__SET EXERCISE__. Collect every line below that contains the word "green".

-- START MATERIAL SUPPLIED --

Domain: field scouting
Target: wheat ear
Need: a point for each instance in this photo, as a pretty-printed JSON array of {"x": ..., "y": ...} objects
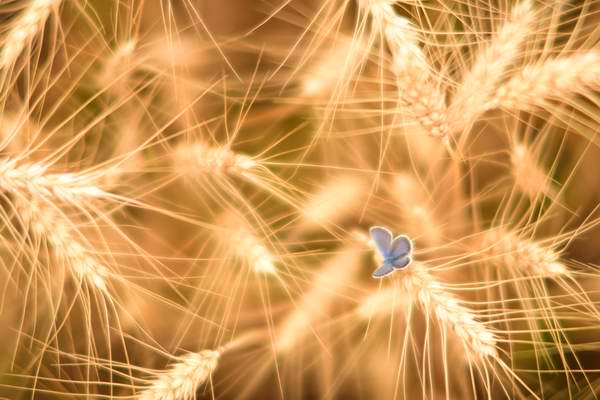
[
  {"x": 202, "y": 158},
  {"x": 183, "y": 378},
  {"x": 556, "y": 79},
  {"x": 48, "y": 224},
  {"x": 26, "y": 26},
  {"x": 490, "y": 66},
  {"x": 436, "y": 301},
  {"x": 34, "y": 181},
  {"x": 418, "y": 92},
  {"x": 528, "y": 256}
]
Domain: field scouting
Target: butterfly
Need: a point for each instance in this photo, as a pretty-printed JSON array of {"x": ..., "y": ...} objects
[{"x": 394, "y": 251}]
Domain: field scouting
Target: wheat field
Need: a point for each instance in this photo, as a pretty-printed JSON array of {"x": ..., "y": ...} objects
[{"x": 299, "y": 199}]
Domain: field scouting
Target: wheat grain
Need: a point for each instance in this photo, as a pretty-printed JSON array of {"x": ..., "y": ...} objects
[
  {"x": 529, "y": 257},
  {"x": 418, "y": 92},
  {"x": 490, "y": 66},
  {"x": 201, "y": 158},
  {"x": 183, "y": 378},
  {"x": 449, "y": 310},
  {"x": 556, "y": 79},
  {"x": 36, "y": 181},
  {"x": 47, "y": 224}
]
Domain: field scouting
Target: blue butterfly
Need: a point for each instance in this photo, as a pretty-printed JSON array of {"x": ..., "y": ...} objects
[{"x": 395, "y": 253}]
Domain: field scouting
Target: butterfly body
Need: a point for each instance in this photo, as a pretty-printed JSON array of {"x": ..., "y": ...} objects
[{"x": 395, "y": 252}]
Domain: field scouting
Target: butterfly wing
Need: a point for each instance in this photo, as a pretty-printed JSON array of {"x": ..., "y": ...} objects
[
  {"x": 400, "y": 247},
  {"x": 382, "y": 271},
  {"x": 402, "y": 262},
  {"x": 382, "y": 238}
]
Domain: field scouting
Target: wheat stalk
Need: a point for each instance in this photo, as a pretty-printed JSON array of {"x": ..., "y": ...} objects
[
  {"x": 182, "y": 379},
  {"x": 554, "y": 79},
  {"x": 25, "y": 28},
  {"x": 479, "y": 83},
  {"x": 418, "y": 93}
]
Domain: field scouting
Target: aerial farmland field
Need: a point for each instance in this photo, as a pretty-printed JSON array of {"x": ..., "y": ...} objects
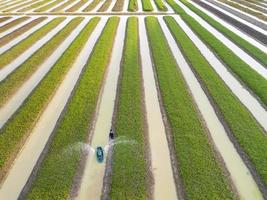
[{"x": 133, "y": 99}]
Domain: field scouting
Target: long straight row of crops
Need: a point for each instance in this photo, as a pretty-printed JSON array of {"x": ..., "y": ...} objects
[
  {"x": 132, "y": 99},
  {"x": 82, "y": 6}
]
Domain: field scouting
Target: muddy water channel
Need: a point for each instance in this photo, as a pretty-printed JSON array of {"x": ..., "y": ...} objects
[
  {"x": 32, "y": 149},
  {"x": 18, "y": 98},
  {"x": 239, "y": 90},
  {"x": 92, "y": 180},
  {"x": 232, "y": 28},
  {"x": 164, "y": 184},
  {"x": 239, "y": 173},
  {"x": 23, "y": 36},
  {"x": 238, "y": 51}
]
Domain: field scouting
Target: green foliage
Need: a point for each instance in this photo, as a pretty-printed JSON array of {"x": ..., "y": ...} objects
[
  {"x": 201, "y": 173},
  {"x": 92, "y": 5},
  {"x": 254, "y": 81},
  {"x": 160, "y": 5},
  {"x": 251, "y": 137},
  {"x": 16, "y": 130},
  {"x": 147, "y": 6},
  {"x": 133, "y": 5},
  {"x": 54, "y": 178},
  {"x": 242, "y": 43},
  {"x": 9, "y": 85},
  {"x": 257, "y": 14},
  {"x": 129, "y": 173},
  {"x": 11, "y": 54}
]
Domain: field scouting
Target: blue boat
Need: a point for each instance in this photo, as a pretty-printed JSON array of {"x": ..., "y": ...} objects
[{"x": 99, "y": 154}]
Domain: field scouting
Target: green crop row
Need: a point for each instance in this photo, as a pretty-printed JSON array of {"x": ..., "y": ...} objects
[
  {"x": 61, "y": 7},
  {"x": 12, "y": 4},
  {"x": 16, "y": 130},
  {"x": 254, "y": 81},
  {"x": 92, "y": 5},
  {"x": 259, "y": 15},
  {"x": 248, "y": 47},
  {"x": 118, "y": 5},
  {"x": 147, "y": 6},
  {"x": 55, "y": 176},
  {"x": 12, "y": 82},
  {"x": 18, "y": 6},
  {"x": 77, "y": 6},
  {"x": 48, "y": 6},
  {"x": 133, "y": 5},
  {"x": 105, "y": 6},
  {"x": 12, "y": 24},
  {"x": 250, "y": 5},
  {"x": 7, "y": 38},
  {"x": 35, "y": 5},
  {"x": 199, "y": 169},
  {"x": 251, "y": 137},
  {"x": 160, "y": 5},
  {"x": 129, "y": 174},
  {"x": 3, "y": 19},
  {"x": 11, "y": 54}
]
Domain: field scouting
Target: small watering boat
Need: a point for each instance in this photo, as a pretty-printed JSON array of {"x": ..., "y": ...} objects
[
  {"x": 99, "y": 154},
  {"x": 111, "y": 135}
]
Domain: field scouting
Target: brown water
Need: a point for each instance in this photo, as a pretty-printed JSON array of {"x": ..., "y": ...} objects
[
  {"x": 238, "y": 51},
  {"x": 92, "y": 180},
  {"x": 241, "y": 92},
  {"x": 240, "y": 175},
  {"x": 23, "y": 36},
  {"x": 29, "y": 154},
  {"x": 233, "y": 29},
  {"x": 164, "y": 184}
]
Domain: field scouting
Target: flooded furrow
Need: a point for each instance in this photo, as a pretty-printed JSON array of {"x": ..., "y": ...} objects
[
  {"x": 240, "y": 175},
  {"x": 17, "y": 8},
  {"x": 70, "y": 5},
  {"x": 15, "y": 41},
  {"x": 164, "y": 184},
  {"x": 92, "y": 180},
  {"x": 238, "y": 12},
  {"x": 98, "y": 6},
  {"x": 246, "y": 7},
  {"x": 111, "y": 6},
  {"x": 13, "y": 4},
  {"x": 236, "y": 50},
  {"x": 125, "y": 6},
  {"x": 9, "y": 20},
  {"x": 32, "y": 9},
  {"x": 18, "y": 98},
  {"x": 84, "y": 6},
  {"x": 232, "y": 28},
  {"x": 140, "y": 6},
  {"x": 56, "y": 6},
  {"x": 13, "y": 28},
  {"x": 28, "y": 156},
  {"x": 6, "y": 70},
  {"x": 155, "y": 8},
  {"x": 241, "y": 18},
  {"x": 239, "y": 90}
]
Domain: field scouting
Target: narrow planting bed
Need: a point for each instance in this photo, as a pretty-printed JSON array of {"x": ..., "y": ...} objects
[
  {"x": 198, "y": 166},
  {"x": 8, "y": 56},
  {"x": 248, "y": 47},
  {"x": 243, "y": 129},
  {"x": 254, "y": 81},
  {"x": 129, "y": 170},
  {"x": 55, "y": 177},
  {"x": 8, "y": 38},
  {"x": 147, "y": 6},
  {"x": 12, "y": 82},
  {"x": 16, "y": 130}
]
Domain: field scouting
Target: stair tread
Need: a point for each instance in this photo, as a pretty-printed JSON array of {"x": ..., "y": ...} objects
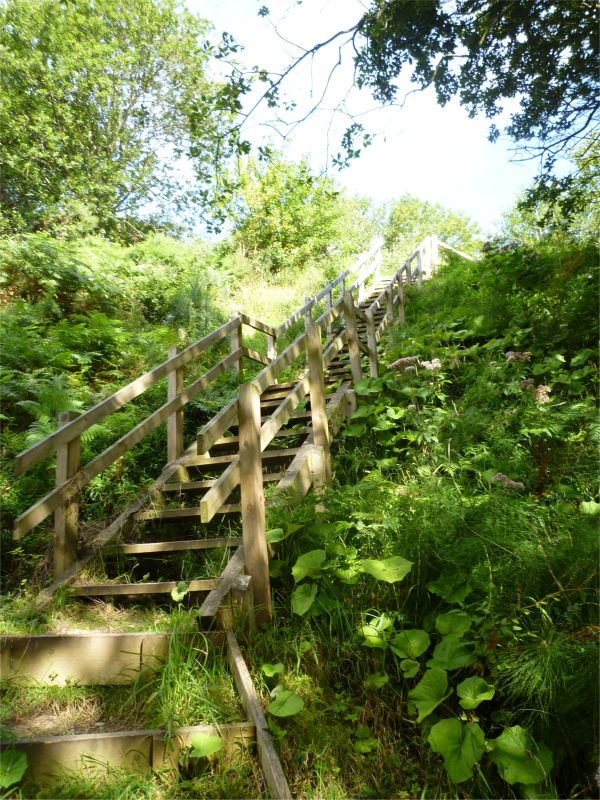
[
  {"x": 182, "y": 544},
  {"x": 161, "y": 587}
]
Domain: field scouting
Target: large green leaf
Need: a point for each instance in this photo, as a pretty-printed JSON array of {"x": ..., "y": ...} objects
[
  {"x": 410, "y": 643},
  {"x": 373, "y": 631},
  {"x": 431, "y": 690},
  {"x": 461, "y": 746},
  {"x": 286, "y": 704},
  {"x": 389, "y": 570},
  {"x": 308, "y": 564},
  {"x": 203, "y": 745},
  {"x": 452, "y": 588},
  {"x": 409, "y": 667},
  {"x": 179, "y": 592},
  {"x": 455, "y": 621},
  {"x": 303, "y": 597},
  {"x": 518, "y": 758},
  {"x": 474, "y": 691},
  {"x": 13, "y": 766},
  {"x": 376, "y": 680},
  {"x": 270, "y": 670},
  {"x": 451, "y": 653}
]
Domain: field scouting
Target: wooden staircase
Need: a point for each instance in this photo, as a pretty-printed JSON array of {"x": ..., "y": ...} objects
[{"x": 208, "y": 500}]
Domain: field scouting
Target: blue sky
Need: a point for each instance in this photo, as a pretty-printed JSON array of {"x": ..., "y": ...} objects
[{"x": 437, "y": 154}]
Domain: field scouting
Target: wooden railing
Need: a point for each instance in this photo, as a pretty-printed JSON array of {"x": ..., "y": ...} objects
[{"x": 338, "y": 322}]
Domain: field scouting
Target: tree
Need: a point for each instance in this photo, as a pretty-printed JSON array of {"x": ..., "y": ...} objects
[
  {"x": 410, "y": 220},
  {"x": 284, "y": 214},
  {"x": 487, "y": 53},
  {"x": 95, "y": 97}
]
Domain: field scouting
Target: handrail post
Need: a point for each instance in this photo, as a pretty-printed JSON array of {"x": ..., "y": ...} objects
[
  {"x": 235, "y": 342},
  {"x": 389, "y": 293},
  {"x": 175, "y": 421},
  {"x": 371, "y": 343},
  {"x": 66, "y": 517},
  {"x": 254, "y": 536},
  {"x": 318, "y": 408},
  {"x": 378, "y": 261},
  {"x": 401, "y": 316},
  {"x": 353, "y": 348},
  {"x": 435, "y": 254}
]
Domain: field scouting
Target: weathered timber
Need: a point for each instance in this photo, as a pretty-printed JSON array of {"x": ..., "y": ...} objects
[
  {"x": 269, "y": 760},
  {"x": 139, "y": 751},
  {"x": 234, "y": 567},
  {"x": 181, "y": 545},
  {"x": 258, "y": 326},
  {"x": 253, "y": 355},
  {"x": 48, "y": 445},
  {"x": 317, "y": 401},
  {"x": 235, "y": 343},
  {"x": 353, "y": 348},
  {"x": 66, "y": 517},
  {"x": 253, "y": 501},
  {"x": 217, "y": 426},
  {"x": 372, "y": 345},
  {"x": 93, "y": 658},
  {"x": 67, "y": 489},
  {"x": 162, "y": 587}
]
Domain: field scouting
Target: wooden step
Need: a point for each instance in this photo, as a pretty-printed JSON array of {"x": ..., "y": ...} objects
[
  {"x": 162, "y": 587},
  {"x": 183, "y": 544},
  {"x": 268, "y": 455},
  {"x": 185, "y": 513},
  {"x": 192, "y": 486}
]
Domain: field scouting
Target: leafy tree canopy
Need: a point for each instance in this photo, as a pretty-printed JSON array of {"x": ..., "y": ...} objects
[
  {"x": 94, "y": 98},
  {"x": 410, "y": 220},
  {"x": 285, "y": 214},
  {"x": 535, "y": 59}
]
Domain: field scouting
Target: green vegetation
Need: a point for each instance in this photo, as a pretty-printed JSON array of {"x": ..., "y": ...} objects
[{"x": 470, "y": 469}]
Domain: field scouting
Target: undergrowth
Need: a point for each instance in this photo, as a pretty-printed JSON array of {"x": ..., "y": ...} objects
[{"x": 468, "y": 667}]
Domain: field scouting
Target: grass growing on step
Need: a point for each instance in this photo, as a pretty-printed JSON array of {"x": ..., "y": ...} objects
[
  {"x": 236, "y": 778},
  {"x": 192, "y": 687}
]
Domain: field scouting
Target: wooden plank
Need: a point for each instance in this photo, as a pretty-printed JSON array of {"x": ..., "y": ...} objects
[
  {"x": 46, "y": 505},
  {"x": 66, "y": 517},
  {"x": 212, "y": 603},
  {"x": 253, "y": 355},
  {"x": 284, "y": 359},
  {"x": 191, "y": 486},
  {"x": 48, "y": 445},
  {"x": 258, "y": 326},
  {"x": 236, "y": 343},
  {"x": 353, "y": 348},
  {"x": 162, "y": 587},
  {"x": 218, "y": 494},
  {"x": 283, "y": 410},
  {"x": 268, "y": 455},
  {"x": 298, "y": 478},
  {"x": 119, "y": 527},
  {"x": 269, "y": 760},
  {"x": 138, "y": 751},
  {"x": 217, "y": 426},
  {"x": 253, "y": 501},
  {"x": 317, "y": 401},
  {"x": 85, "y": 658},
  {"x": 175, "y": 420},
  {"x": 181, "y": 545},
  {"x": 371, "y": 345}
]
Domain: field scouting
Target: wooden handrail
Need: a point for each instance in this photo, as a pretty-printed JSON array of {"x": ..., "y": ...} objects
[
  {"x": 178, "y": 396},
  {"x": 38, "y": 451}
]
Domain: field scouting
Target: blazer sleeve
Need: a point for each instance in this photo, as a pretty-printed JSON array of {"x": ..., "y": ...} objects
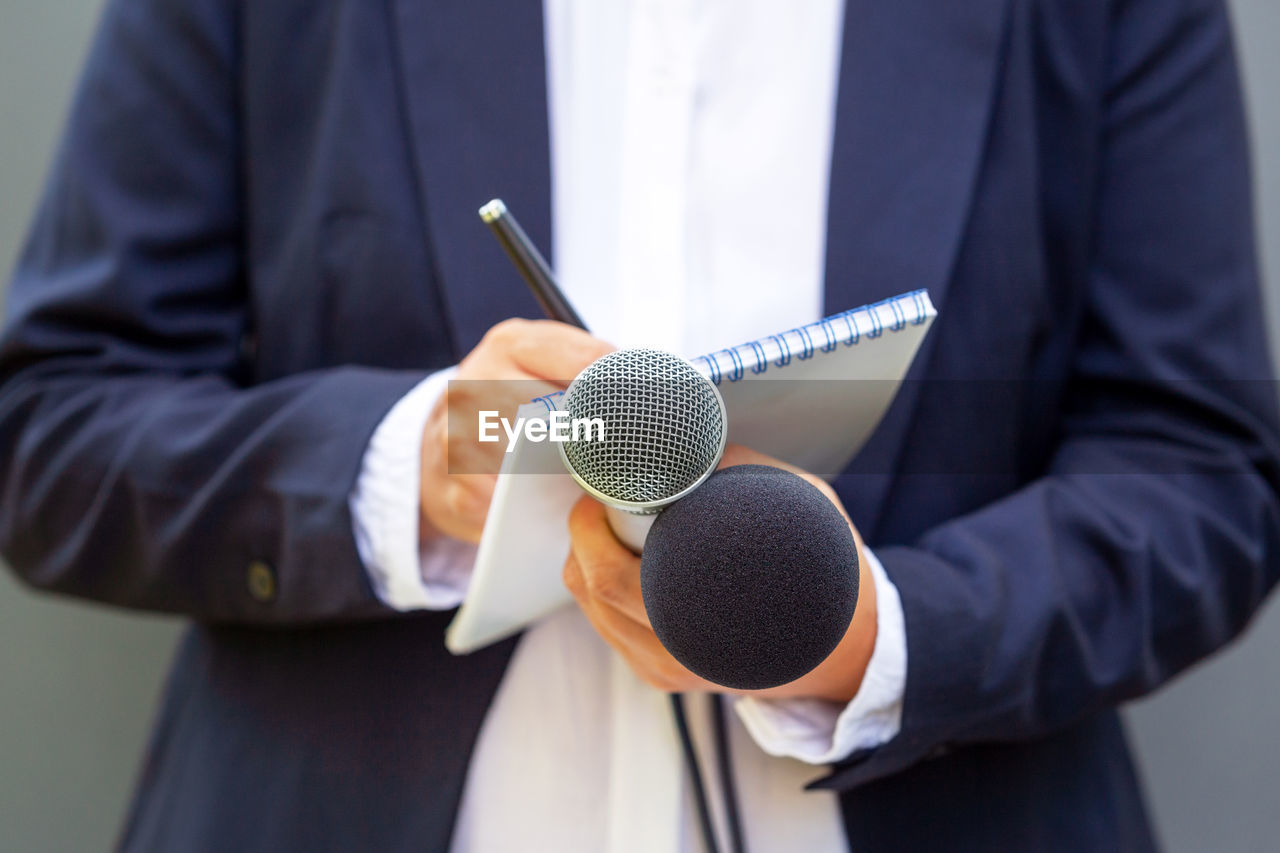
[
  {"x": 1155, "y": 533},
  {"x": 136, "y": 464}
]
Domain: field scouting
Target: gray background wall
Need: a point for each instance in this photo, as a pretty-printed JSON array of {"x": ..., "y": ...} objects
[{"x": 77, "y": 683}]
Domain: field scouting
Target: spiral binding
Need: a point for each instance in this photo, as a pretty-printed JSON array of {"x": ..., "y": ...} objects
[
  {"x": 908, "y": 309},
  {"x": 848, "y": 328}
]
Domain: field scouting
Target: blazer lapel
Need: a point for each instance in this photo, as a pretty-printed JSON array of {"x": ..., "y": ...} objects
[
  {"x": 917, "y": 87},
  {"x": 475, "y": 89}
]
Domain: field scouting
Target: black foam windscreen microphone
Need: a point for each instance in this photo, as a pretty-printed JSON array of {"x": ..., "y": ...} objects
[{"x": 750, "y": 580}]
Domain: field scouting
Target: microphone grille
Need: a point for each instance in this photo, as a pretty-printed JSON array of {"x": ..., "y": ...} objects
[{"x": 664, "y": 427}]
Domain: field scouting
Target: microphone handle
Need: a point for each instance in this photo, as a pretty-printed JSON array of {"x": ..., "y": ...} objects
[{"x": 630, "y": 528}]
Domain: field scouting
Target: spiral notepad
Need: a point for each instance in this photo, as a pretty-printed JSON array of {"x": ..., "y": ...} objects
[{"x": 840, "y": 375}]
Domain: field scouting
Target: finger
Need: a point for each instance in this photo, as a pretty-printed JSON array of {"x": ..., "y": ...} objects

-- END MATERIAL SUPPLIED --

__WRITTEN REPLY__.
Target: green foliage
Target: green crop row
Target: large green leaf
Target: green vegetation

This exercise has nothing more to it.